++++ GIVEN DATA ++++

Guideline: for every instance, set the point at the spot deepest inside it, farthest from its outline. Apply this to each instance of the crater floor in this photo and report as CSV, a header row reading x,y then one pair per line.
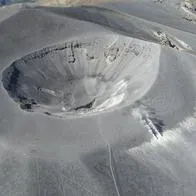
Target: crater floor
x,y
83,76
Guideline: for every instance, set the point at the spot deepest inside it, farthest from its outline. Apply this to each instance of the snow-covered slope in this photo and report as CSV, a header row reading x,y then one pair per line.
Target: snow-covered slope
x,y
97,100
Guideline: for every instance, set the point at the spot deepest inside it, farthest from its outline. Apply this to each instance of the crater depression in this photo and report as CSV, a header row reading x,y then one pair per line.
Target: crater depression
x,y
83,76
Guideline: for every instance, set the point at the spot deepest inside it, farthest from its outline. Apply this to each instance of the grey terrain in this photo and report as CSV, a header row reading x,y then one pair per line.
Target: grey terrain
x,y
98,99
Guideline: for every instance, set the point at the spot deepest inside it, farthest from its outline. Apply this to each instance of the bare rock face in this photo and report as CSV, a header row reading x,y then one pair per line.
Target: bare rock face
x,y
83,76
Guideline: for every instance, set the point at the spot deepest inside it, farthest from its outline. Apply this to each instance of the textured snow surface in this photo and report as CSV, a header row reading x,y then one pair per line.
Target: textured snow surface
x,y
98,100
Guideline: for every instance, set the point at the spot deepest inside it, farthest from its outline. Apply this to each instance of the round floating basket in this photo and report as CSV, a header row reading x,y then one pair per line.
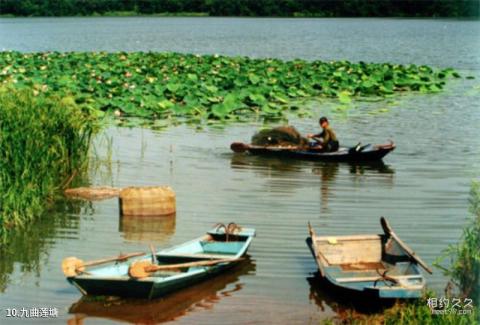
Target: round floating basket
x,y
147,201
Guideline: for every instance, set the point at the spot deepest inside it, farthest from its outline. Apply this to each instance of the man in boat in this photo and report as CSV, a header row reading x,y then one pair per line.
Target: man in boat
x,y
325,141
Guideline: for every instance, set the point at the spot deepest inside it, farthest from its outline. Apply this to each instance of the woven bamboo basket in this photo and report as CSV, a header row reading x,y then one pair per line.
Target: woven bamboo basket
x,y
147,201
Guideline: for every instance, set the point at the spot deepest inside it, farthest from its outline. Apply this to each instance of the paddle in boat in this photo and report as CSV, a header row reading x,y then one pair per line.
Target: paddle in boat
x,y
382,266
358,153
148,276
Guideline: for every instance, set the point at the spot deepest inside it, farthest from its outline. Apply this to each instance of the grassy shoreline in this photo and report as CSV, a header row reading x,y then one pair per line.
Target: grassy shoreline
x,y
44,144
205,88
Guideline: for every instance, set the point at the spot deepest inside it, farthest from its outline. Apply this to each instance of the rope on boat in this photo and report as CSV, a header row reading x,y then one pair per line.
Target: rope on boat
x,y
229,229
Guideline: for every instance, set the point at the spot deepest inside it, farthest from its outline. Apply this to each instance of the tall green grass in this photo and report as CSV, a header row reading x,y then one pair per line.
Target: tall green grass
x,y
464,274
44,143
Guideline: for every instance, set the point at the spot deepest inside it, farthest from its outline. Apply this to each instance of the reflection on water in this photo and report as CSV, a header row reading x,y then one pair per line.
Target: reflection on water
x,y
142,229
327,296
202,296
288,174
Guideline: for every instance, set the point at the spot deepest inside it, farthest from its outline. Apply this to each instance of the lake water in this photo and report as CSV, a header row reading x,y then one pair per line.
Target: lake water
x,y
422,188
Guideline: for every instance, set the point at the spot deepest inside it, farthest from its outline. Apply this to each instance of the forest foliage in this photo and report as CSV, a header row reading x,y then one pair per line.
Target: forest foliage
x,y
277,8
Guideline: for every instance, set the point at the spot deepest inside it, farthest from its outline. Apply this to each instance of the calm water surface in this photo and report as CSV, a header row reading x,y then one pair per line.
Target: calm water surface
x,y
422,187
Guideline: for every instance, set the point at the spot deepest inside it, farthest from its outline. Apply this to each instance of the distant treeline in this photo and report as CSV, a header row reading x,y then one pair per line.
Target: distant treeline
x,y
281,8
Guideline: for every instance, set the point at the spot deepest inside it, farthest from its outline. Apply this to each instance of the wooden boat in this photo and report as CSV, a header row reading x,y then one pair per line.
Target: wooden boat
x,y
203,295
381,266
173,268
354,154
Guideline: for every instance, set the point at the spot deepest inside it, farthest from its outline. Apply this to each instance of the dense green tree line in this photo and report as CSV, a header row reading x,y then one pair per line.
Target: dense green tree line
x,y
327,8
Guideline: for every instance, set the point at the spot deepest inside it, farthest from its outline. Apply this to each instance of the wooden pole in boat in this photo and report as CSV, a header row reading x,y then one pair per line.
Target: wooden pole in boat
x,y
142,269
389,232
71,266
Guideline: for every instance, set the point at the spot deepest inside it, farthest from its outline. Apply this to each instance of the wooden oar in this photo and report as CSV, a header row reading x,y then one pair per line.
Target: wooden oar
x,y
389,232
71,266
142,269
240,147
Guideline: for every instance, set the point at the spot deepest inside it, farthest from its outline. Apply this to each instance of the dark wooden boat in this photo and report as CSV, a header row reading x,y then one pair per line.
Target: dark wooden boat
x,y
380,266
173,268
354,154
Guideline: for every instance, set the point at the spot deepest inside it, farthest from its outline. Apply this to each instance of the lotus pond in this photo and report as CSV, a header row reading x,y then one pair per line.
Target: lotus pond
x,y
202,88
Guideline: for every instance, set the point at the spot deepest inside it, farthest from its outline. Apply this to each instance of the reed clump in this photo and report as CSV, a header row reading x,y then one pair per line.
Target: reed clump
x,y
44,143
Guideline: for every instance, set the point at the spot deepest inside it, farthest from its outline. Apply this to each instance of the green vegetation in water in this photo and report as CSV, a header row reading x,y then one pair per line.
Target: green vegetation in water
x,y
209,87
464,257
44,143
251,8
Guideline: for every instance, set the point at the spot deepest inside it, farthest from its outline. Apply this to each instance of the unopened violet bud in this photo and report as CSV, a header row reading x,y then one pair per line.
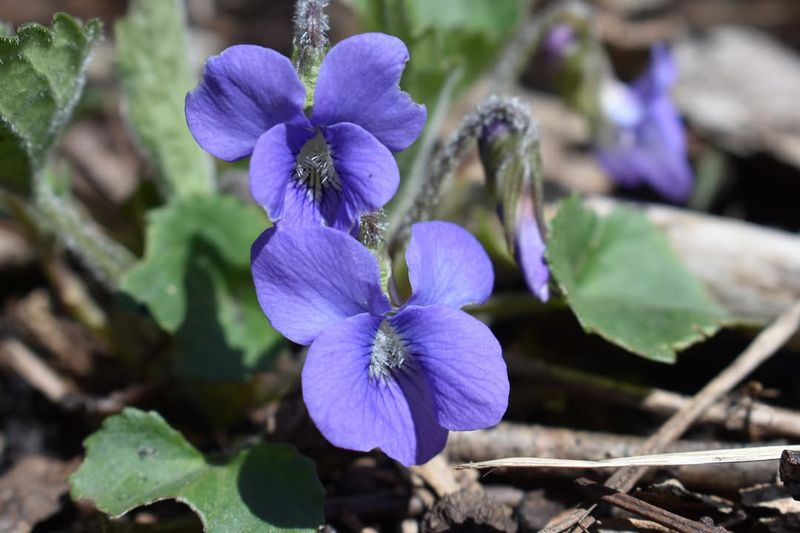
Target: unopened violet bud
x,y
642,140
559,41
509,149
310,41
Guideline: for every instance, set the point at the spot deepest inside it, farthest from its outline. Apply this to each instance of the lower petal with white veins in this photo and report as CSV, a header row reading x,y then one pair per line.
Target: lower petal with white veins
x,y
357,410
462,361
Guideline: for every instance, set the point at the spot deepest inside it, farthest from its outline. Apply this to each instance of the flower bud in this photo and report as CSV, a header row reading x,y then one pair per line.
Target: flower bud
x,y
509,151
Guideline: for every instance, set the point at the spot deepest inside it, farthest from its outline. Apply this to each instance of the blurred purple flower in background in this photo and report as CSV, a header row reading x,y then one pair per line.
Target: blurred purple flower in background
x,y
378,376
646,142
330,167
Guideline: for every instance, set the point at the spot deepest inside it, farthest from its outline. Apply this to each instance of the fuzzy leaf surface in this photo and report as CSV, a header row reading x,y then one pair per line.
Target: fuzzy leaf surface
x,y
152,56
42,73
195,280
136,459
624,283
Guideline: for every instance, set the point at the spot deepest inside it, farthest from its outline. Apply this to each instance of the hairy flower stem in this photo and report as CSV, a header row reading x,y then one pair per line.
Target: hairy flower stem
x,y
372,234
494,109
107,259
310,42
518,52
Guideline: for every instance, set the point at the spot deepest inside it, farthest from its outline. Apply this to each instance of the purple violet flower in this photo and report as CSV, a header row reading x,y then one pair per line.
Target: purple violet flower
x,y
559,40
375,375
330,167
648,142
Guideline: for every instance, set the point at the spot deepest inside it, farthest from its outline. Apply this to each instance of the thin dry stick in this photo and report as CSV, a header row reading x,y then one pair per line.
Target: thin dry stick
x,y
31,368
601,493
760,418
761,349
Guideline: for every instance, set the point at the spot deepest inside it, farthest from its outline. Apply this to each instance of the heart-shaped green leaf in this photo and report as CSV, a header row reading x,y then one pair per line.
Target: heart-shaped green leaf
x,y
136,459
624,283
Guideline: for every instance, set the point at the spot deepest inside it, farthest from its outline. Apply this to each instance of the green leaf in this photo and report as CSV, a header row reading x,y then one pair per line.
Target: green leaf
x,y
41,79
195,279
488,17
624,283
136,459
152,56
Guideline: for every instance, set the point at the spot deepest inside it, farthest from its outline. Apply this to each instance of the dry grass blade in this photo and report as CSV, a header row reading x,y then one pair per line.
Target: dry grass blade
x,y
734,455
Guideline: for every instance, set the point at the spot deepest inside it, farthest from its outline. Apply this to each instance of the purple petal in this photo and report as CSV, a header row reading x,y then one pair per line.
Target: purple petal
x,y
447,265
245,91
271,167
308,279
462,361
530,249
359,82
655,153
659,76
367,170
620,105
357,412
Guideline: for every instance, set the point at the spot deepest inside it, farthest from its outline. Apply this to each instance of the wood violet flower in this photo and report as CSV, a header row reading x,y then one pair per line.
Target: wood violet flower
x,y
326,168
646,142
378,376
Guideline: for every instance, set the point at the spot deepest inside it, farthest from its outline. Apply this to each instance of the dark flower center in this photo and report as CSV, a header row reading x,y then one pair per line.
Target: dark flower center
x,y
388,352
314,169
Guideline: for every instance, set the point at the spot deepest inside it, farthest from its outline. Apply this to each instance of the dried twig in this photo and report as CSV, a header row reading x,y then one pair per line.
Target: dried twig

++++

§ GIVEN PROBLEM: Only the lines from the one containing "the dry grass" to the end of the data should be printed, exactly as they stand.

§ RESULT FOR THIS EXERCISE:
Guideline: for every instance, set the point at the spot deepest inside it, farthest from its outline. Apply this to each instance of the dry grass blade in this photo and report as CSV, a header row reading x,y then one pair per line.
Target: dry grass blade
x,y
734,455
Guideline: for every instance, set the point at the spot deepest inside it, farthest from its outline. Apply this to each instance of the purple petal in this photo and report as CSV, a header row reading x,y then one pair per line.
Target: purple petal
x,y
447,265
245,91
271,167
308,279
462,361
530,249
359,82
655,153
659,76
367,170
620,105
357,412
Guideline: for every instance, set the point at the spot deepest inside it, farthest from its outline. Apply this to each instance of the wood violet flower in this photo and report as CSV, a header row reading x,y then one pair per line.
Target: wood violet flower
x,y
326,168
646,142
378,376
Guideline: for every instance, set the point at the spot deepest inside it, farthest from its outline. Apply this to each instance of the dark flower center in this photo and report as CSV, a header row reading x,y then one pair per line.
Target: dark flower center
x,y
388,352
314,169
Guideline: for every instance, set the point at the spot deepest inside it, farthest from its outline. Apply this to each instance of the dried twig in this photo and report as CSV, a header row reading x,y then one pair per line.
Target: dried twig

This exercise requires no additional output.